Copy each of the records below word for word, but leave the pictures out of your answer.

** START **

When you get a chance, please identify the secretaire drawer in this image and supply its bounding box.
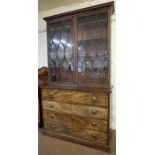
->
[43,101,108,120]
[43,110,108,132]
[42,89,108,107]
[44,120,108,144]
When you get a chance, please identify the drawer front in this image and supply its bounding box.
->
[42,89,108,107]
[44,120,108,144]
[43,101,108,120]
[43,110,108,132]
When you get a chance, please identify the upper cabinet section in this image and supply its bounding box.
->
[45,4,112,87]
[48,20,75,82]
[77,12,109,84]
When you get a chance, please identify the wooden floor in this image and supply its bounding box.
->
[38,129,116,155]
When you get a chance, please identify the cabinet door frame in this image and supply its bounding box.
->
[44,3,113,89]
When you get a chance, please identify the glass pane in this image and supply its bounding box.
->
[49,20,74,82]
[77,13,109,84]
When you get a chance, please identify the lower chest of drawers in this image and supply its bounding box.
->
[42,89,109,151]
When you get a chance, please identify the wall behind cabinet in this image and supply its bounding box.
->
[38,0,116,129]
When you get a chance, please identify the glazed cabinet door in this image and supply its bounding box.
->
[77,12,109,84]
[47,19,75,82]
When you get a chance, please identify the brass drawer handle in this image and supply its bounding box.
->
[51,124,55,129]
[92,109,97,114]
[92,122,97,126]
[91,134,97,139]
[50,104,54,108]
[92,96,96,102]
[51,114,54,119]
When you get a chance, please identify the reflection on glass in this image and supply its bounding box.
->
[49,21,74,82]
[78,13,109,83]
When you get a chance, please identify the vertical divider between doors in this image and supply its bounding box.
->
[72,16,78,83]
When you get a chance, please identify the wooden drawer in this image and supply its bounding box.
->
[43,101,108,120]
[43,110,108,132]
[44,120,108,144]
[42,89,108,107]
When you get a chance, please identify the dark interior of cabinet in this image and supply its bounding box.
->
[43,3,111,89]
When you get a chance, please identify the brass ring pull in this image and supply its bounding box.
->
[91,134,97,139]
[50,104,54,108]
[92,122,97,126]
[92,96,96,102]
[92,109,97,114]
[51,124,55,129]
[51,114,54,119]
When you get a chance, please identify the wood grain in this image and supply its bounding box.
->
[43,100,108,120]
[44,120,108,144]
[42,89,108,107]
[43,110,108,132]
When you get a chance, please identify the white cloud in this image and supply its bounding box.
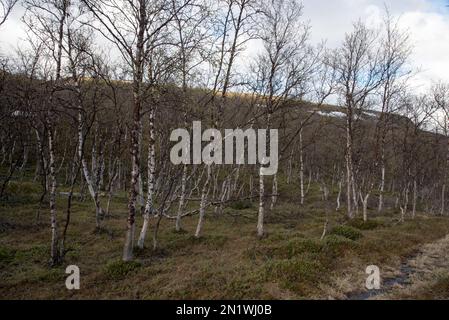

** END **

WRITTEN ANSWER
When you get a chance, please identify the secretaire drawer in this image and supply its bounding box.
->
[43,101,108,120]
[43,110,108,132]
[42,89,108,107]
[44,120,108,144]
When you get a chance, please identify the drawer front in this image and supply its bounding box.
->
[42,89,108,107]
[44,120,108,144]
[43,101,108,120]
[43,110,108,132]
When you get a chance, please identify the upper cabinet section in this image and supply its bounding box.
->
[45,4,112,87]
[48,20,75,82]
[77,12,109,84]
When you get a chance, please identify the wooden floor in this image and supply its bounding box.
->
[38,129,116,155]
When you get a chance, please identify the cabinet door frame in this image and supply its bounding box.
->
[44,3,113,89]
When you get a chance, please identify the glass pane in this image and supply its bounding box.
->
[49,20,74,82]
[77,13,109,84]
When you get a chance, please identify the lower chest of drawers in this image and supply its bounding box.
->
[42,89,109,151]
When you get a chance, please identify the wall behind cabinet in this image and supply its bounding box.
->
[38,0,116,129]
When you get a chance, please identify the glazed cabinet door in this image and supply its bounding box.
->
[77,12,109,84]
[47,19,75,82]
When you get a chance, please identify the brass drawer handle in this image and supply its bounding box.
->
[51,124,55,129]
[92,109,97,114]
[92,122,97,126]
[91,134,97,139]
[50,104,54,108]
[92,96,96,102]
[51,114,54,119]
When you get a chance, please identify the reflection on glass in this image and supply its bounding box.
->
[49,21,74,82]
[78,13,109,83]
When you get a chance, please identify the vertical divider between doors in this image and supply its bounding box.
->
[72,16,78,83]
When you get a chance, please identify the wooden drawer in this image and supply its bounding box.
->
[43,101,108,120]
[43,110,108,132]
[44,120,108,144]
[42,89,108,107]
When you get a chance, please identify the dark interior of cabinet in this image and supply its bounding box.
->
[43,3,111,89]
When you get a chance, please identify the brass ring pull in this image and supply its bounding box.
->
[91,134,97,139]
[50,104,54,108]
[92,122,97,126]
[92,96,96,102]
[92,109,97,114]
[51,124,55,129]
[51,114,54,119]
When you get a chance, please identify the wood grain in this image and supply its bounding box.
->
[43,100,108,120]
[44,120,108,144]
[42,89,108,107]
[43,110,108,132]
When you get a chance, please identify the white cloud in this image and supply its bounding box.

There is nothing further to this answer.